"""
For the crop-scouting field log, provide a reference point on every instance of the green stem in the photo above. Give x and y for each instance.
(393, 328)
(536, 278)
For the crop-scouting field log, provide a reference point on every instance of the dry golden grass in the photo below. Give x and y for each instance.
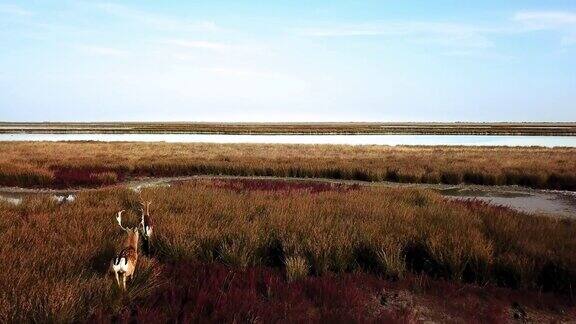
(296, 128)
(94, 164)
(54, 257)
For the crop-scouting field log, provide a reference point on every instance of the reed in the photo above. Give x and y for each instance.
(387, 232)
(85, 164)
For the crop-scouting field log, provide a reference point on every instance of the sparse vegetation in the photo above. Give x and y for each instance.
(549, 129)
(349, 239)
(65, 165)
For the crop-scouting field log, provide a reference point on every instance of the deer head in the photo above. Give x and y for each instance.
(133, 233)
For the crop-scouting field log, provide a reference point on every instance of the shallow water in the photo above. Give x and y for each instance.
(427, 140)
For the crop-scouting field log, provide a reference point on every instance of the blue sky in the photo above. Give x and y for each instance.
(288, 60)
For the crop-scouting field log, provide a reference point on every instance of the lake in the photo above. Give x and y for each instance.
(426, 140)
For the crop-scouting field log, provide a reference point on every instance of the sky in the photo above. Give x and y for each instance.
(389, 61)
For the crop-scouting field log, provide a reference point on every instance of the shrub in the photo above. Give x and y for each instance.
(296, 268)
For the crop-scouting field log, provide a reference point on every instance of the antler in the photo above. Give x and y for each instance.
(119, 220)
"""
### Problem details
Exactly reproduce the entries above, minus the pictures.

### Output for this task
For the crop-scouting field log, provide a reference point on every instance of the green stem in the photo above. Give x and y for each instance.
(393, 328)
(536, 278)
For the crop-scouting field log, provide a reference point on every instance of the dry golden grass in the photo below. Give x and y for each instance.
(296, 128)
(94, 164)
(54, 257)
For the crop-scouting field log, provide a reference point on every instance of the reed in the photo above. Give x and y for each instance.
(387, 232)
(85, 164)
For the crop-scouting field log, provide a reference point on every instance of the sparse vegetation in the photo above. Give x and y for each instance.
(549, 129)
(349, 239)
(65, 165)
For the crop-scouting field log, provide a reference point on every instance of the deer head in the photo above. Give x and y for each instance.
(133, 233)
For the crop-scouting field log, provide a reference point on every instance of the shallow water in the photo above. Give x and y for each instance.
(427, 140)
For the crop-scouting field log, provide a reference point on every instance of the blue sky in the photo above. Give x and y for each instance.
(288, 60)
For the crop-scouting field log, provide a reference point on every instance of the lake in the photo above. Give x and y for each instance.
(426, 140)
For the crop-scouting field log, provide a reference point on every instance of the sky in the photo above. Give x and y for each instance.
(389, 61)
For the crop-scouting field log, provide a reference point on every instance of the shrub in the photo above. Give x and y for each instance.
(296, 268)
For the crop-scouting field log, provide a reference point on every instance of the antler in the photo above. Give x and y for each instance.
(119, 220)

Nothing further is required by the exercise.